• _Given records_:
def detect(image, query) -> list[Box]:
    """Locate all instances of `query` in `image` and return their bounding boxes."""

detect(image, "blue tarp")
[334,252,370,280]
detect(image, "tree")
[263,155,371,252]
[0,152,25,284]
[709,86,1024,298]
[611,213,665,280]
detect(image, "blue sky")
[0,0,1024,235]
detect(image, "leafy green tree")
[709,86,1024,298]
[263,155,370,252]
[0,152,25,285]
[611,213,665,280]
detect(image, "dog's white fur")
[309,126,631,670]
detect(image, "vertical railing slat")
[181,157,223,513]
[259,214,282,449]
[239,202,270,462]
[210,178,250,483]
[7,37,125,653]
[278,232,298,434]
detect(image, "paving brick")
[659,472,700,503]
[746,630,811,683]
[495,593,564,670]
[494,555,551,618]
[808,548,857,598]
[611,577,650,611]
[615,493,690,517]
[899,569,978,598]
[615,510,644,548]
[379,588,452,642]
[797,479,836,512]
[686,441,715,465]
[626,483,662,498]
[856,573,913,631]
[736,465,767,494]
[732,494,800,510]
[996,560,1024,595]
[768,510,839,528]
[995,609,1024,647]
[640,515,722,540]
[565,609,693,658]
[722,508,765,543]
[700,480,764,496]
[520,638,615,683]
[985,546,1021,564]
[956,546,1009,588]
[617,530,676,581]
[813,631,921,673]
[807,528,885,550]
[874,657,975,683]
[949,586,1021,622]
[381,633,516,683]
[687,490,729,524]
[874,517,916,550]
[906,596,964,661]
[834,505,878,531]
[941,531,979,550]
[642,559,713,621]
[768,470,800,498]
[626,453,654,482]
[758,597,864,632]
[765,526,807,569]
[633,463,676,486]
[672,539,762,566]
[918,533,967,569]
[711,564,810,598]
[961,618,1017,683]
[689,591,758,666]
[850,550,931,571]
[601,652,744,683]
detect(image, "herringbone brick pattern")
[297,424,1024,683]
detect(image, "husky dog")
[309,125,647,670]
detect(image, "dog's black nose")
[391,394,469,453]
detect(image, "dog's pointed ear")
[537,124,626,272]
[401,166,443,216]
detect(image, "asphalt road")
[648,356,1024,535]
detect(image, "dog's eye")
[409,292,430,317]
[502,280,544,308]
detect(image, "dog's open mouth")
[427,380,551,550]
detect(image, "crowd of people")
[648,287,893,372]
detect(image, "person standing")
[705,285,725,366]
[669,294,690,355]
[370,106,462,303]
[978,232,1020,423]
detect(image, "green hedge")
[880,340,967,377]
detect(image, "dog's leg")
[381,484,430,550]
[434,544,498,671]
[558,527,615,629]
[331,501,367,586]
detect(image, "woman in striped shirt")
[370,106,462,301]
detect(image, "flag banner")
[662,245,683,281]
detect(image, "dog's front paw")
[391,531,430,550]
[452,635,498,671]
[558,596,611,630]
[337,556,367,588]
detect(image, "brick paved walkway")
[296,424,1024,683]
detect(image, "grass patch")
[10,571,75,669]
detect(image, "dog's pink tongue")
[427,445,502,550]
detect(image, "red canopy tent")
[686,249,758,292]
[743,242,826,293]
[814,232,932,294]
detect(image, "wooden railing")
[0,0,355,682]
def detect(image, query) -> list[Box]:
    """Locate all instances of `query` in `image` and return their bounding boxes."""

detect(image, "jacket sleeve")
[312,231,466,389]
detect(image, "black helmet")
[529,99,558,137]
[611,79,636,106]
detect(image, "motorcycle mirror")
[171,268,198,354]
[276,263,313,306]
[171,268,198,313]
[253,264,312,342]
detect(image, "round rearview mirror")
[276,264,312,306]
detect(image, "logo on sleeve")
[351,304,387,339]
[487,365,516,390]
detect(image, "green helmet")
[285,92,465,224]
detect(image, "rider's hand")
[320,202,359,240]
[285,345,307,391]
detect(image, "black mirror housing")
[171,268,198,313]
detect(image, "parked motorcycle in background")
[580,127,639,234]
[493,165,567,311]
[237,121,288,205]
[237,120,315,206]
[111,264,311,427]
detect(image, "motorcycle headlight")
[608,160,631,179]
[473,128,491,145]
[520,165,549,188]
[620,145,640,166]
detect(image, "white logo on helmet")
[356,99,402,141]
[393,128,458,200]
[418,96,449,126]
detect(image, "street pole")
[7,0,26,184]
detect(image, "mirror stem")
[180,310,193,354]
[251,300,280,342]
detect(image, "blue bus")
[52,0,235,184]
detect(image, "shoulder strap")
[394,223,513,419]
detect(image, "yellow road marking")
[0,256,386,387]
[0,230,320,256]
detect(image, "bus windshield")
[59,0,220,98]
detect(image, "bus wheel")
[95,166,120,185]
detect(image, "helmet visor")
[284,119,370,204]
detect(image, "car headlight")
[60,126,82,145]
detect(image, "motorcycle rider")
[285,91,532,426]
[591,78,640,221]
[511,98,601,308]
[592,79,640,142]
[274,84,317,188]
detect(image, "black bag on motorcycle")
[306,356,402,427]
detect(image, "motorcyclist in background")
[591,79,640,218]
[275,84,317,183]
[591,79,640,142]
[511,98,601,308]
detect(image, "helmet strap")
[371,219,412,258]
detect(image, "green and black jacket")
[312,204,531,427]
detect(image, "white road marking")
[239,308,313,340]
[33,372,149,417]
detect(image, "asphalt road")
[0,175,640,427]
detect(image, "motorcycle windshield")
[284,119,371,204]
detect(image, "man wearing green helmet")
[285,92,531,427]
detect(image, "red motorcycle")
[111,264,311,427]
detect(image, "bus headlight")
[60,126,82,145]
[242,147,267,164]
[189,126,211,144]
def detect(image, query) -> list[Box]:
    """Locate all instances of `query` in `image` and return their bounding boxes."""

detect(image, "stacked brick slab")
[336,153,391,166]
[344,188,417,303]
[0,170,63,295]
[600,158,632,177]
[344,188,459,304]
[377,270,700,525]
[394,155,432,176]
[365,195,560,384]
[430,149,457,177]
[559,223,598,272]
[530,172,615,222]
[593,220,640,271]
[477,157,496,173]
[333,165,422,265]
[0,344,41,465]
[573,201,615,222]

• _Brief_: Reproduce the material word for word from its first line through the line that contains "[278,232,298,434]".

• _Result_:
def detect(image, query) -> list[Box]:
    """Locate all instances of `query` in `image` and return their bounding boxes."""

detect(image, "blue tarp")
[334,252,370,280]
detect(image, "tree")
[263,155,371,252]
[0,152,25,284]
[709,86,1024,298]
[611,213,665,280]
detect(image, "blue sky")
[0,0,1024,235]
detect(image, "leafy green tree")
[709,86,1024,298]
[263,155,370,252]
[0,152,25,285]
[611,213,665,280]
detect(image, "dog's white fur")
[309,126,631,670]
detect(image, "vertical railing slat")
[181,157,223,513]
[259,214,282,449]
[239,202,270,462]
[210,178,250,483]
[7,37,125,653]
[278,232,298,434]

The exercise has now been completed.